(Stored records)
*** Begin section ***
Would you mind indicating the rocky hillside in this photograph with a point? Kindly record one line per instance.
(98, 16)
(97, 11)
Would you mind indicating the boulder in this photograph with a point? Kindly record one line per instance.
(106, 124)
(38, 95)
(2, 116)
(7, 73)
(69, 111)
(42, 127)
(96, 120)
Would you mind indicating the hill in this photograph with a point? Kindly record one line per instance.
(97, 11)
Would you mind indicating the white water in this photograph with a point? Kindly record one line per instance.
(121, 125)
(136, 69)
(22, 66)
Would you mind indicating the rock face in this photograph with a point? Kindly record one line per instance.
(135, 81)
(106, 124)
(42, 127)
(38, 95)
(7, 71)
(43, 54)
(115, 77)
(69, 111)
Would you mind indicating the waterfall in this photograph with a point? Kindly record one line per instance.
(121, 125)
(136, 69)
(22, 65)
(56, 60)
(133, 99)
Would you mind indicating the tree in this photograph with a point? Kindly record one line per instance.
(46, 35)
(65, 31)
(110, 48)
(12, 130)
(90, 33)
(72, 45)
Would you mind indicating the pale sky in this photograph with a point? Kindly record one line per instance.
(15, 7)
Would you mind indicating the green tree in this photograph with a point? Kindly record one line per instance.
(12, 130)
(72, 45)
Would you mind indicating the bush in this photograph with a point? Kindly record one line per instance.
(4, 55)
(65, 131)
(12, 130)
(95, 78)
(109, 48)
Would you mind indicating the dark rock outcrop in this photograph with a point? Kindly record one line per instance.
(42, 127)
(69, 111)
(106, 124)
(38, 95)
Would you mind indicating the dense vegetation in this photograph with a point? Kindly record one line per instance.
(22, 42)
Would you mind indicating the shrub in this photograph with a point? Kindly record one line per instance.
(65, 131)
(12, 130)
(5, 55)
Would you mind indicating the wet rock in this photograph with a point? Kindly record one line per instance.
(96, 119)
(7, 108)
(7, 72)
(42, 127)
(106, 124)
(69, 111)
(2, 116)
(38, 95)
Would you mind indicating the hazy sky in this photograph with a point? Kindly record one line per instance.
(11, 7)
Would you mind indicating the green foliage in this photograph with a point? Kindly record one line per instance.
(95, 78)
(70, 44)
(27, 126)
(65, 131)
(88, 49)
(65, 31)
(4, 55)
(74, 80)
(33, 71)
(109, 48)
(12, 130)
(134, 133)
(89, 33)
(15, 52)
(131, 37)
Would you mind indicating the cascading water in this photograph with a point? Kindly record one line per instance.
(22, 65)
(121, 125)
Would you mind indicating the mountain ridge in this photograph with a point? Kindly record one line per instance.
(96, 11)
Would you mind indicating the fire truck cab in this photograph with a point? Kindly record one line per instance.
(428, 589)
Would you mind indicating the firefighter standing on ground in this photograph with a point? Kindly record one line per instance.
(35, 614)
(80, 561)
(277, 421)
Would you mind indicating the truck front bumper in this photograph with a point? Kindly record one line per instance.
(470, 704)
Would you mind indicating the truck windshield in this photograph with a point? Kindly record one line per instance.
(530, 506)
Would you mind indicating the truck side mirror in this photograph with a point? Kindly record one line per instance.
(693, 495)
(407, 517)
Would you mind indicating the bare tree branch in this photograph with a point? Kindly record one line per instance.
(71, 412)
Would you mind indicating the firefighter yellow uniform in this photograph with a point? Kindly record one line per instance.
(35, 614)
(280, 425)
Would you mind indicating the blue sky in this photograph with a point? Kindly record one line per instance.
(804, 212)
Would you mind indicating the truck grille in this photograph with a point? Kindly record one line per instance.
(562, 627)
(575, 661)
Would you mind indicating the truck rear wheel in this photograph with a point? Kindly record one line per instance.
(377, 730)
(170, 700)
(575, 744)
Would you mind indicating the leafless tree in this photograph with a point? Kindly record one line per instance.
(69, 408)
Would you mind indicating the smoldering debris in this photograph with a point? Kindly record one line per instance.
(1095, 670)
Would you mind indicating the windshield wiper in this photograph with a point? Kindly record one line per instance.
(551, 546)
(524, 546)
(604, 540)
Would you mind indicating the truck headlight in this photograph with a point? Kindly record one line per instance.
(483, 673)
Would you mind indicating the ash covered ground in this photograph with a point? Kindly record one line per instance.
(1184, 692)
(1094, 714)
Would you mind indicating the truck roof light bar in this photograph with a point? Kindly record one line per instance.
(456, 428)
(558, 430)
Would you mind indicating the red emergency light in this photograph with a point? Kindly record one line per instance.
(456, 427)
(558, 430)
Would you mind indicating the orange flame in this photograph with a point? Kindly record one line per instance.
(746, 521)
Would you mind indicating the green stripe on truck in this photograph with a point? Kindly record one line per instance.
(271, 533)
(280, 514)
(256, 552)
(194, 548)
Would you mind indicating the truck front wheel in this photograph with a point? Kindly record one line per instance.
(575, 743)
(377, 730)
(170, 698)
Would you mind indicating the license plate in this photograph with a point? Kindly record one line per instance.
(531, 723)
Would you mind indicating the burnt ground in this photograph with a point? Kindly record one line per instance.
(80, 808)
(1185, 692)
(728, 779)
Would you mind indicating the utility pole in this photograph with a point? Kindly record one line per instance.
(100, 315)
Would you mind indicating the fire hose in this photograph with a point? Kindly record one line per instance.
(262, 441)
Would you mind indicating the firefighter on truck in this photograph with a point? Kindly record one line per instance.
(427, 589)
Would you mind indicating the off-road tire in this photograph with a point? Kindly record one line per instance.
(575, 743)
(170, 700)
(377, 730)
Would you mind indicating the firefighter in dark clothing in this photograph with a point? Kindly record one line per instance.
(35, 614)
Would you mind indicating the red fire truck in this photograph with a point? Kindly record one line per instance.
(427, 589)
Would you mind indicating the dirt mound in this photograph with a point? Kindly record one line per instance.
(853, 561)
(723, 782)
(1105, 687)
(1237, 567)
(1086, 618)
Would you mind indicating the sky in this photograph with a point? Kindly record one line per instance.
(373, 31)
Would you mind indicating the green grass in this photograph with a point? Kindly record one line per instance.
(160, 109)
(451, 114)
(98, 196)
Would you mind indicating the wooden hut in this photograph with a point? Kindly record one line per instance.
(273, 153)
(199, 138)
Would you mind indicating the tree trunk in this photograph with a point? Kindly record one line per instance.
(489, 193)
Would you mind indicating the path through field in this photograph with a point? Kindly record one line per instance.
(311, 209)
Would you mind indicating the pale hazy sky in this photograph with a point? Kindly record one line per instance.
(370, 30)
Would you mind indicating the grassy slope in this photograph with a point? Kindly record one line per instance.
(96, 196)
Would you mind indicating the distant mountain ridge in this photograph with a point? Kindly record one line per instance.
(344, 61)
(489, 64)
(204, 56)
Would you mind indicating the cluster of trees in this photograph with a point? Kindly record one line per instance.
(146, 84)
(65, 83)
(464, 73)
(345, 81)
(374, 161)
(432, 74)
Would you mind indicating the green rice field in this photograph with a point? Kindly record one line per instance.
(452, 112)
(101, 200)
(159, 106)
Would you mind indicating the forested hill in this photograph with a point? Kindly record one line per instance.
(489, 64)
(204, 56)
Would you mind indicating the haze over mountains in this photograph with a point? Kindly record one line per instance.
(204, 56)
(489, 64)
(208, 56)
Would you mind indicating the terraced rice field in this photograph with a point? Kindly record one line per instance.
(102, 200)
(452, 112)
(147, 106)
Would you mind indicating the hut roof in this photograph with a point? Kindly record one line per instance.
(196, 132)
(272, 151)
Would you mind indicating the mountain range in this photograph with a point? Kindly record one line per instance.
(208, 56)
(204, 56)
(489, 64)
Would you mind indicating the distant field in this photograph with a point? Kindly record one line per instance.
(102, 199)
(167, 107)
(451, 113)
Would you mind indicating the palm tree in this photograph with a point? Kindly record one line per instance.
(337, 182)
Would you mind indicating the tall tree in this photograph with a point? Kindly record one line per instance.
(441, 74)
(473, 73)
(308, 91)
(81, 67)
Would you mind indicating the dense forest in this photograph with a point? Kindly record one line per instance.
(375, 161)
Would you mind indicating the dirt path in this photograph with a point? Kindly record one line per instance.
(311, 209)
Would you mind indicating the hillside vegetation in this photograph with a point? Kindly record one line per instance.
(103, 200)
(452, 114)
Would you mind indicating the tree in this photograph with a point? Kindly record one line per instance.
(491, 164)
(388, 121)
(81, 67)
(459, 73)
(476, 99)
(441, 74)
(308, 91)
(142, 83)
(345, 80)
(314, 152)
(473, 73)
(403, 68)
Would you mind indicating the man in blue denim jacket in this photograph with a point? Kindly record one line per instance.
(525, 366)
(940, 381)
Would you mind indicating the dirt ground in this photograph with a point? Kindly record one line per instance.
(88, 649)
*** End section ***
> [ACTIVITY]
Find the line with "Would you mind indicating the cluster" in the data above. Restate it and all later lines word for word, ending with the last line.

> [SOLUTION FOR THIS PROBLEM]
Would you mind indicating the cluster of trees in this photograph with a point? Kindly record one line per instance.
(146, 84)
(65, 83)
(464, 73)
(345, 81)
(374, 161)
(432, 74)
Would you mind indicating the green rice field in this photograph with a point? Kindly record one line per instance.
(452, 112)
(101, 200)
(159, 106)
Would you mind indicating the forested hill in this photograph with a point? Kindly record one line per instance.
(489, 64)
(204, 56)
Would you mind indicating the haze over mountains in this photograph with a point? Kindly record one line per instance.
(204, 56)
(489, 64)
(208, 56)
Would you mind indicating the terraced rice field in this photograph with a point? Kindly record one line per instance.
(102, 200)
(452, 112)
(147, 106)
Would you mind indicating the hut roof in this photograph with a point? Kindly record one line per instance.
(196, 132)
(272, 151)
Would you mind indicating the mountain range in this photograph with a point? Kindly record one line per instance.
(208, 56)
(204, 56)
(489, 64)
Would you mind indicating the distant field in this photograph with a point? Kindly record one line per instance.
(102, 199)
(167, 107)
(451, 113)
Would you mind indicating the palm tree in this photograph with a point? Kindly record one line per instance.
(337, 182)
Would you mind indicating the tall tree in this photograph with a point? Kindly record one line per instance.
(441, 74)
(473, 73)
(308, 91)
(81, 67)
Would you mind indicating the dense forest in this photograph with a point? Kindly record one line per instance.
(375, 161)
Would you mind indicating the dirt path in this photograph with a point? Kindly record one line per instance.
(311, 209)
Would you mind indicating the hillside vegetation in this photograph with a point? Kindly record one line per instance.
(103, 200)
(452, 114)
Would you mind indicating the tree in this photograph with a point? Kindly record one line per instance.
(491, 164)
(388, 121)
(81, 67)
(459, 73)
(476, 99)
(441, 74)
(308, 91)
(142, 83)
(345, 80)
(314, 152)
(473, 73)
(403, 68)
Would you mind indicating the man in blue denim jacket in this photograph with a point? Kindly record one line per instance.
(525, 366)
(940, 381)
Would you mind indicating the dirt ground in this photograph with a point? Kindly record one line per instance.
(88, 649)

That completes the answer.